> [TEXTE FOURNI]
Son moteur? la satisfaction de construire des solutions. Mais ce qui a l’a orientée vers le design plutôt que vers une formation d’ingénieur, c’est cette acuité aux matières, couleurs, formes et volumes, le plaisir de les modeler pour résoudre une équation. Diplômée de la HEAR (DNSEP/master Design, 2013), elle est designer industrielle et notamment créatrice de la marque de sacs à dos urbains et modulaires Along, au référencement pointu ! Rencontre avec Alix Paoli, entrepreneure presque malgré elle, portée par la flamme créatrice mais connectée au réel, avec le bon sens (inné?) du marketing. Une créative terre-à-terre, selon ses propres termes.
Une philosophie pratique : porosité et apprentissage continu
Celle qui à la fin de son mémoire dédié à “la culture de champignons sur les résidus agricoles” car passionnée de bio, de science, écrivait dans une sorte de lettre au Père Noël son envie de “travailler avec des ingénieurs, des scientifiques…” a vu son voeu exaucé !
Fondateur, son début de parcours au sein de start-ups, la voit développer l’avant-projet et les prototypes d’un jeu connecté interactif musical chez Phonotonic, puis des premières semelles à capteurs de pression au sein de Feet me. Embauchée en qualité de prototypeuse plus que designer, elle dégaine néanmoins les multiples cordes de son arc et propose très vite d’imprimer en 3D, de revoir le packaging, refaire le logo… Ce qui la mène à intégrer Dreem en tant que responsable du département design industriel et ergonomie où elle planche sur la conception d’un bandeau connecté pour la mesure du sommeil.
De ces immersions professionnelles, Alix gagne en compétences à large spectre ! Outre la maîtrise des matières (textiles, matériaux souples, injections plastiques, silicone), des techniques d’ assemblage (moulage, découpe laser, impression 3D, couture…) et des nouvelles technologies de fabrication additives – qu’elle acquiert avec une gourmandise intacte, elle y aiguise sa méthodologie de projet – notamment la méthode Human Centered Design – intégrant l’utilisateur dans le processus de création et qui va nourrir son approche par la suite, notamment pour sa propre marque…
Le métier acquis par “porosité” lui permet, en tant que designer freelance, de proposer aux entreprises – au-delà du design de produit – un accompagnement sur le cycle complet du “design thinking” : interviews utilisateurs, définition des besoins, maquettes, tests, cahier des charges.

> [ÉNONCÉ A] D'après le portrait d'Alix Paoli, pourquoi s'est-elle tournée vers le design plutôt que vers une formation d'ingénieur ? Répondez en une à trois phrases.
> [ÉNONCÉ B] Prolongez le portrait d'Alix Paoli à partir de sa dernière phrase.

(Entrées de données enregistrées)
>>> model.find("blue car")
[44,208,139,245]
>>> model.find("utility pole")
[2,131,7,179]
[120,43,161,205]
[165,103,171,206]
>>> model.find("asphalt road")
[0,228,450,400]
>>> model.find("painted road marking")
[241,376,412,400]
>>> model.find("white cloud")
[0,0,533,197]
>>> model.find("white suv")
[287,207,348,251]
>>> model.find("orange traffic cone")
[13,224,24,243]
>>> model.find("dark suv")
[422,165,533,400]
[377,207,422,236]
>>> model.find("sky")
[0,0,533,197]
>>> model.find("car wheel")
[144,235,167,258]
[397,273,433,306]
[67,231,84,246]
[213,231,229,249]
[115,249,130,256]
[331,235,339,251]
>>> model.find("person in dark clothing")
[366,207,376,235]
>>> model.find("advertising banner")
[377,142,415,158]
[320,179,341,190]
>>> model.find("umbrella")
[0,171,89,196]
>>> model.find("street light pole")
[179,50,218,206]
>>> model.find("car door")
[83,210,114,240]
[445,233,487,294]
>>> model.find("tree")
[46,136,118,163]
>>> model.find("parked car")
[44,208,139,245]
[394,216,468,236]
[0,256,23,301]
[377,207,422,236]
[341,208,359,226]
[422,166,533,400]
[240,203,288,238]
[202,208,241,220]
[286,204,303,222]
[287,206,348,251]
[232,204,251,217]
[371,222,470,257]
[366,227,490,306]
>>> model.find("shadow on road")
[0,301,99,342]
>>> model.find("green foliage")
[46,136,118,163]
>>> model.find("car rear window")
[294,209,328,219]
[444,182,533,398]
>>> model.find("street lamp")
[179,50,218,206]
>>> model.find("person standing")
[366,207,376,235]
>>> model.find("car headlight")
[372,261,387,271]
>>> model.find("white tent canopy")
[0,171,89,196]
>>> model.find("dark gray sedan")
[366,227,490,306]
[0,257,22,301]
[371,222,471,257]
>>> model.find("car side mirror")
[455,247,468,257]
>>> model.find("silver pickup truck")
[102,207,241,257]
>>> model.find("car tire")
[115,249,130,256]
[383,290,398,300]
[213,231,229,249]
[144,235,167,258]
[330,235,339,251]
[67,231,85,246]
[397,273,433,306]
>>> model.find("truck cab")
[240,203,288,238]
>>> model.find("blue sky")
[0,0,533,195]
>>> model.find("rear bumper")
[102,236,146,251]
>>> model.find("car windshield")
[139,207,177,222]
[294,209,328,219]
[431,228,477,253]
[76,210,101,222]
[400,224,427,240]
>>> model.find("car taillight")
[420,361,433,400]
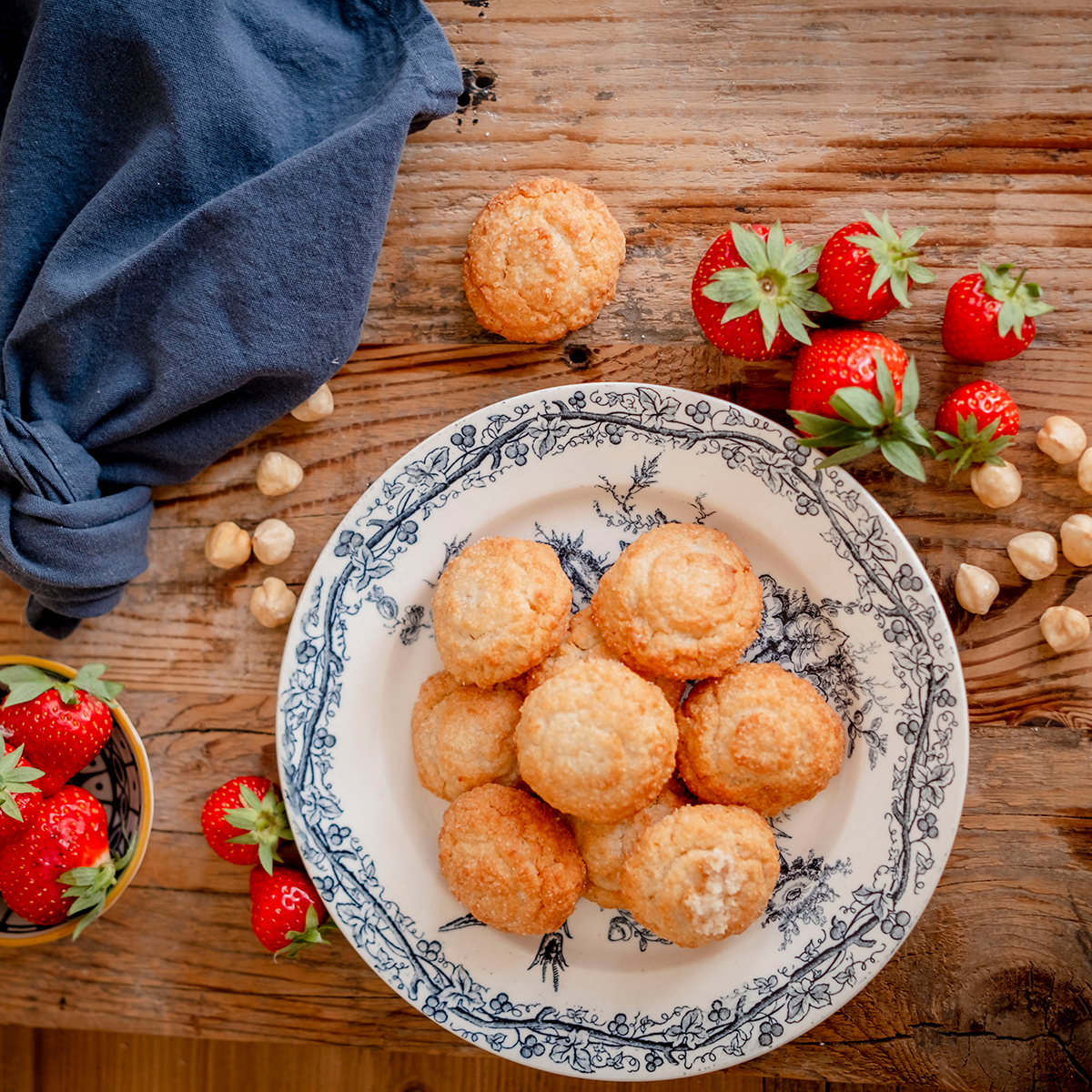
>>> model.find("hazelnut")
[956,564,1001,613]
[257,451,304,497]
[971,462,1023,508]
[1036,417,1088,463]
[1006,531,1058,580]
[1038,607,1090,652]
[250,577,296,629]
[1061,512,1092,564]
[1077,448,1092,492]
[206,522,250,569]
[250,520,296,564]
[291,383,334,421]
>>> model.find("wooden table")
[0,0,1092,1088]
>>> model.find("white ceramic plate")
[278,383,967,1080]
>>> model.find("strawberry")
[201,776,291,875]
[0,664,125,796]
[935,379,1020,474]
[815,212,935,322]
[0,785,136,939]
[690,220,830,360]
[250,864,334,959]
[940,262,1054,362]
[788,329,933,481]
[0,741,45,845]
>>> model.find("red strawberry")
[0,785,136,937]
[0,742,45,845]
[940,263,1054,362]
[788,329,933,481]
[250,864,334,959]
[201,776,291,874]
[0,664,125,796]
[815,212,935,322]
[690,220,830,360]
[935,379,1020,474]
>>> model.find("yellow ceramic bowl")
[0,656,152,948]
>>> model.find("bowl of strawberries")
[0,656,153,946]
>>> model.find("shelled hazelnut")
[257,451,304,497]
[1038,607,1092,652]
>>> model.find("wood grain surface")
[0,0,1092,1092]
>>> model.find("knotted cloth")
[0,0,462,635]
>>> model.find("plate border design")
[278,383,966,1080]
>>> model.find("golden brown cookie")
[520,607,686,709]
[463,178,626,343]
[622,804,781,948]
[678,664,846,815]
[515,660,678,823]
[410,672,523,801]
[571,781,692,908]
[439,785,584,935]
[591,523,763,679]
[432,537,572,687]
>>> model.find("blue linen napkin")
[0,0,462,635]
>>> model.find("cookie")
[621,804,781,948]
[678,664,846,815]
[432,537,572,687]
[439,785,585,935]
[591,523,763,679]
[463,178,626,343]
[515,660,678,823]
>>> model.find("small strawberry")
[788,329,933,481]
[940,262,1054,362]
[815,212,935,322]
[250,866,334,959]
[0,785,136,939]
[0,664,125,796]
[201,776,293,875]
[0,741,45,845]
[935,379,1020,474]
[690,220,830,360]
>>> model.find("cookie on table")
[463,178,626,343]
[678,664,846,815]
[410,672,523,801]
[432,537,572,687]
[591,523,763,679]
[515,660,678,823]
[520,607,686,709]
[571,780,693,910]
[439,785,585,935]
[622,804,781,948]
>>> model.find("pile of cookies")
[410,524,845,946]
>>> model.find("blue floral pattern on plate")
[278,383,967,1080]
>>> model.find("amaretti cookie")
[678,664,846,815]
[432,537,572,687]
[439,785,585,935]
[591,523,763,679]
[515,660,678,823]
[463,178,626,343]
[410,672,523,801]
[622,804,781,948]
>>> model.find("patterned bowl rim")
[0,655,155,948]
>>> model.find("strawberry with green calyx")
[250,864,334,959]
[0,741,45,845]
[940,262,1054,364]
[201,775,293,875]
[934,379,1020,475]
[0,664,125,796]
[0,785,136,939]
[690,220,830,360]
[788,329,933,481]
[814,212,935,322]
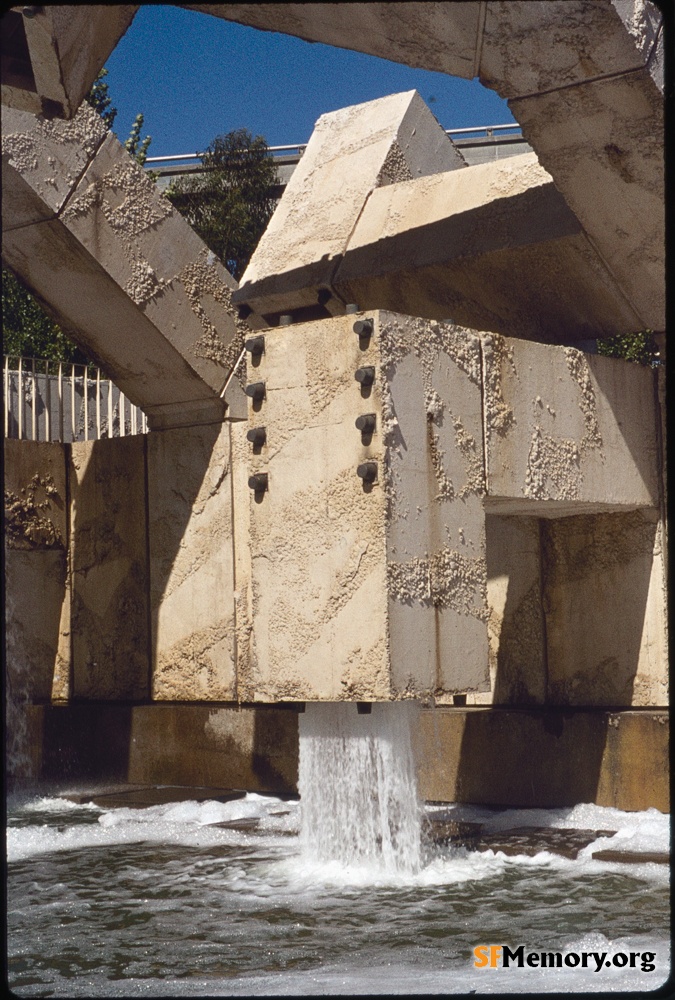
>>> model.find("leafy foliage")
[165,129,277,281]
[2,69,152,364]
[598,330,659,368]
[2,268,88,364]
[85,68,117,129]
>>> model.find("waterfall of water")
[298,702,422,873]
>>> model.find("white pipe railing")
[3,354,148,442]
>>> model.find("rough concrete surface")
[483,335,659,516]
[246,314,487,701]
[3,104,248,426]
[4,439,70,703]
[148,424,236,701]
[70,435,150,700]
[234,90,465,315]
[2,4,138,118]
[336,153,648,343]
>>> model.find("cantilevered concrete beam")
[194,0,665,330]
[2,105,246,428]
[234,90,466,322]
[3,0,665,331]
[2,4,138,118]
[234,94,640,342]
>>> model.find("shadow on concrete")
[456,511,657,807]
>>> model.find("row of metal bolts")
[245,319,377,493]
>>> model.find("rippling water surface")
[7,795,670,997]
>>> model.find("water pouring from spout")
[298,702,422,874]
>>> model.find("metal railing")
[145,122,521,163]
[3,355,148,442]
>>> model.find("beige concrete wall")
[69,435,149,700]
[246,314,487,701]
[2,104,248,428]
[234,90,466,319]
[4,440,70,702]
[147,423,236,701]
[483,335,659,517]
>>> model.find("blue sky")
[106,4,514,156]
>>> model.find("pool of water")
[7,794,670,997]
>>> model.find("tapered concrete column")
[234,90,466,323]
[3,105,247,427]
[235,313,487,701]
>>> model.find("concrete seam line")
[508,62,660,105]
[56,121,111,219]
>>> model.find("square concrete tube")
[332,153,640,342]
[3,106,246,427]
[235,313,487,701]
[233,90,466,317]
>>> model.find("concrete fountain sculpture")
[3,2,667,808]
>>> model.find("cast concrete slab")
[234,91,465,316]
[483,335,659,517]
[148,424,236,701]
[3,106,248,426]
[70,435,150,700]
[510,69,665,330]
[542,511,668,707]
[2,4,138,118]
[179,2,483,79]
[240,313,487,701]
[2,105,108,230]
[332,153,638,342]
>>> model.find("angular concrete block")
[148,424,236,701]
[2,104,109,230]
[480,0,660,98]
[3,107,248,427]
[543,511,668,707]
[483,335,659,517]
[510,69,665,330]
[239,313,487,701]
[61,134,243,392]
[234,91,465,316]
[2,4,138,118]
[70,435,149,700]
[332,153,638,342]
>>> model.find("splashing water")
[298,702,422,873]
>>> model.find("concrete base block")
[416,708,670,812]
[34,704,298,793]
[22,705,670,812]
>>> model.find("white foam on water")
[298,702,422,874]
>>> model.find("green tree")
[165,128,278,281]
[2,69,152,364]
[2,268,89,365]
[598,330,660,367]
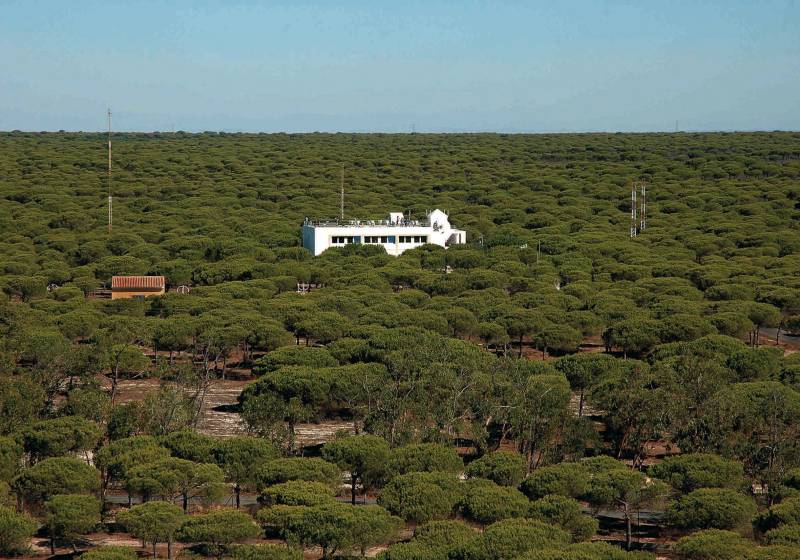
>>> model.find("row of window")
[331,235,428,245]
[364,235,389,243]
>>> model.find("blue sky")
[0,0,800,132]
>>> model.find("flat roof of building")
[111,276,166,290]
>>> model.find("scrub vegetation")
[0,132,800,560]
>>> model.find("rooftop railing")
[303,218,430,227]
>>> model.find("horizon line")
[0,128,800,136]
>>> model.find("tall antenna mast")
[639,181,647,231]
[339,163,344,221]
[108,107,114,233]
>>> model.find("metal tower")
[639,181,647,231]
[108,107,114,233]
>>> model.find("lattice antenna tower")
[639,181,647,231]
[339,164,344,221]
[108,107,114,233]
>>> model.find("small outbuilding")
[111,276,166,299]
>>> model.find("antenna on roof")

> [CORRIGÉ A] Elle s'est tournée vers le design en raison de son acuité aux matières, aux couleurs, aux formes et aux volumes. Elle aime aussi les modeler pour résoudre une équation.

> [CORRIGÉ B]
Cette méthode, elle l’a appliquée et peaufinée pour la création de sa propre marque : Along
Elle ne se rêvait pas cheffe d’entreprise, a priori. “Concours de circonstance, je me suis retrouvée avec du temps devant moi après une rupture conventionnelle. L’impulsion première a été l’envie d’ouvrir l’horizon, de voyager… donc le besoin de sac à dos est apparu ! J’ai imaginé mon sac idéal, en mode design-thinking, j’ai partagé et testé via un questionnaire dans mon entourage, mon réseau. Et les 300 réponses reçues, enthousiastes, m’ont confirmé l’intérêt de mon concept, m’ont boostée à créer une maquette, un prototype, puis à lancer un crowdfunding pour la production.” Quelque 62 000€ collectés, 580 pré-commandes et 800 sacs produits : la création d’entreprise et de marque en a découlé. Un chiffre d’affaires de 75 000 € la première année, 1100 sacs vendus depuis le début de l’aventure, l’embauche d’une salariée depuis 1 an.
Le produit – sac à dos modulaire adaptatif au cours de la journée (sport, travail, vélo, course, WE) nommé BASE – a un ADN affirmé, qui lui permet d’être référencé au Vieux campeur, corner Printemps, Nature & découvertes, Old Tricks… représentant 10% du CA – la vente étant réalisée à 90% via le site web propre de la marque. Le panier moyen est de150€, mais l’usage durable et multi-modal, car la responsabilité environnementale est dans la programmation d’Alix Paoli.
Joie et consommation raisonnée
Les valeurs de sa marque, incarnées, guident ses choix d’entrepreneur : ne pas élargir la gamme, mais augmenter l’usage du produit ! Après Plouf et Miam – modules étanches et amovibles, elle a encore une vingtaine d’autres idées (jeune parent, appareil photo…). Restera à lever les financements, mais elle croit au potentiel.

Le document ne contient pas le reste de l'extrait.